== Stored data
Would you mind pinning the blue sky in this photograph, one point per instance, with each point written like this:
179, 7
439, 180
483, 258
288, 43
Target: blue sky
====
__Work to be completed__. Please print all of the records above line for line, with no changes.

__In response__.
Would you mind pinning the blue sky in this photograph, one point per instance, with each point written like this:
179, 7
439, 180
483, 258
288, 43
Target: blue sky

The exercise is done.